Prompt A:
Answer these from the Tom Kah Gai blog post, marking each answer (i), (ii), (iii):
(i) How long did the writer live in Thailand?
(ii) What is the Thai cooking website the writer always ends up at?
(iii) In which city was The Blueberry Lounge?
Prompt B:
Please turn the paragraph of the Tom Kah Gai blog post beginning "Whenever I start searching" into a short bulleted list that keeps its main facts.
Prompt C:
Extend the Tom Kah Gai blog post with a few more paragraphs that pick up right after its final sentence.

Text segment:
We lived in Thailand for over three years and really loved the food there. I have done posts about Coconut Ice Cream, Som Tam and Moo Ping. I usually include a recipe because I know some readers want to try and make these dishes, so I try and use the best I can find.
Whenever I start searching I always end up at a great Thai cooking website called She Simmers by a very talented girl called Leela. Her recipes are spot on and are always wonderfully explained and her posts and photos are unbeatable, I cannot compete with the way she does it, so I don't. I link her posts while drooling at the images.
This post is about Tom Kah Gai, my all time favorite Thai soup and my memorable introduction into Thai food. After the move to Phuket and getting settled I tried many more bowls of Tom Kah Gai. Here goes my story about this Thai soup and how it stuck to my palate and my heart.
It was around the year 2000, not sure if before or after the massive Y2K party, I think maybe after. I was living in Cusco, Peru and a british girl had opened a cute little restaurant on the Plaza de Armas called The Blueberry Lounge. Even though I had heard about it, seen it being ordered in a couple of movies and things like that, I had never before tried Thai food.
The Blueberry Lounge, had a nice menu with wordly dishes but I only remember the one, the lemongrass and galangal chicken soup with coconut milk and mushrooms. Im sure now that the actual flavor of the Tom Kah Gai they served was made from a paste they got sent from Thailand or England, impossible to make it for real without the real ingredients. But that didn't matter, I loved it the instant I tasted it. The creamy cononut and the lemongrass flavor was simple yumminess in a bowl.

Extracted entries:

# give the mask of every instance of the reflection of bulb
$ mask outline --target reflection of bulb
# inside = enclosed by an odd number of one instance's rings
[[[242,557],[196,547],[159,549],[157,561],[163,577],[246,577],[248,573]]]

...

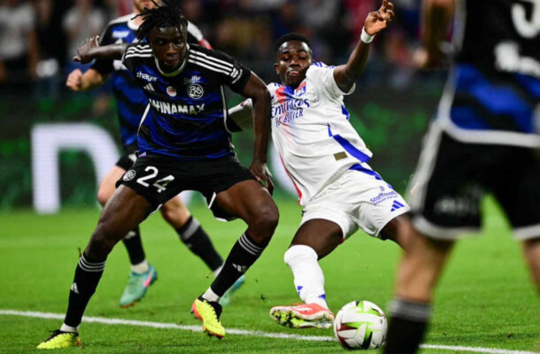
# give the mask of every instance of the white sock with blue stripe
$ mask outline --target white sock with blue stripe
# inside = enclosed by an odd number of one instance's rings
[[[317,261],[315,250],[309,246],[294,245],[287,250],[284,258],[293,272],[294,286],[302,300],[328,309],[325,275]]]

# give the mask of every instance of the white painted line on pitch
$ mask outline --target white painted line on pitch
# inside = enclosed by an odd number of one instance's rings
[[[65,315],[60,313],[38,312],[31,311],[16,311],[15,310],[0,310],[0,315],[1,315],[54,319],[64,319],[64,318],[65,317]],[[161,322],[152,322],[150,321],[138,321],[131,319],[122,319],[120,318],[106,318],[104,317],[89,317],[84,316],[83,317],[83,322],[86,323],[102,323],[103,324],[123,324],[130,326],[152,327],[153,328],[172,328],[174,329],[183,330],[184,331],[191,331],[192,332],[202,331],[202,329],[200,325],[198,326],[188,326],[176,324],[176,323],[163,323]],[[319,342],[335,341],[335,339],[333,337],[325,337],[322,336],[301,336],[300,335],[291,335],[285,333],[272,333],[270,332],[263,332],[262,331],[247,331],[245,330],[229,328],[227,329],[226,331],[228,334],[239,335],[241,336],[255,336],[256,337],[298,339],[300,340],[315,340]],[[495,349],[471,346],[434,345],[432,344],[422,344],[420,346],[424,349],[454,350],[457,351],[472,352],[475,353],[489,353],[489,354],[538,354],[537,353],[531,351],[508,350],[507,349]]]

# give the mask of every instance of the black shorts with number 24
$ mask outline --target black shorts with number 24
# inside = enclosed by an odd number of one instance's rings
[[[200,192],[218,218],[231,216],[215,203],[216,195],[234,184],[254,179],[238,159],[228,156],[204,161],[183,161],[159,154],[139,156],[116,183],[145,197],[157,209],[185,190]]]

Expected answer A:
(i) Over three years.
(ii) She Simmers.
(iii) Cusco, Peru.

Expected answer B:
- When searching for recipes, the writer always ends up at She Simmers, a Thai cooking website by Leela.
- Her recipes are spot on and wonderfully explained.
- Her posts and photos are unbeatable, so the writer doesn't try to compete.
- The writer links to her posts instead.

Expected answer C:
About a year later I tried sticky rice for the first time when a woman i knew made it for us, she had lived in Chiang Mai in the 80´s and learned to do it there. Sticky rice didnt strike a cord though like the Tom Kah Gai, I vowed to come to Thailand just to taste it again. The Blueberry Lounge closed eventually and there was no more Tom Kah Gai in Cusco. It was over ten years until I tried it again, this time in my own home, cooked by a friend who brought Tom Kah paste from Bangkok and cooked me some soup. It was nice, but a little off, I think it was just because he cooked it with the chicken on the bone and with skin and through my eyes thats just not so nice. Although that is the original classic homey kind of way to cook it. I just was not so keen on cartilage and skin.
The second dish of Tom Kah Gai that I tried had way too many asian mushrooms and the third was made with gamey hen, lots of brown meat. The months passed and I kept ordering Tom Kah Gai in a few different places, all were nice and yummy but not until December of last year did I try the BEST Tom Kah Gai ever, better than any I had had before and better than any I had afterwards.
There is a really famous cooking school in Thailand called The Blue Elephant, a Peruvian chef friend of ours came to Bangkok to take some private courses with the owner and head chef. One of the many dishes he learned how to make was Tom Kah Gai, and since he and his wife were staying at our house, he brought home a feast in plastic containers. It turned out his wife also loved Tom Kah Gai, and I will never forget how we ate it like little girls eating ice cream for the first time. It was the perfect mix of flavors, it was made in the traditional manner without water but instead fresh coconut water. It was the most glorious Tom Kah Gai ever and I will remember it always!
I found a great recipe at She Simmers!
She knows her stuff so its pretty spot on.
Go check it out now!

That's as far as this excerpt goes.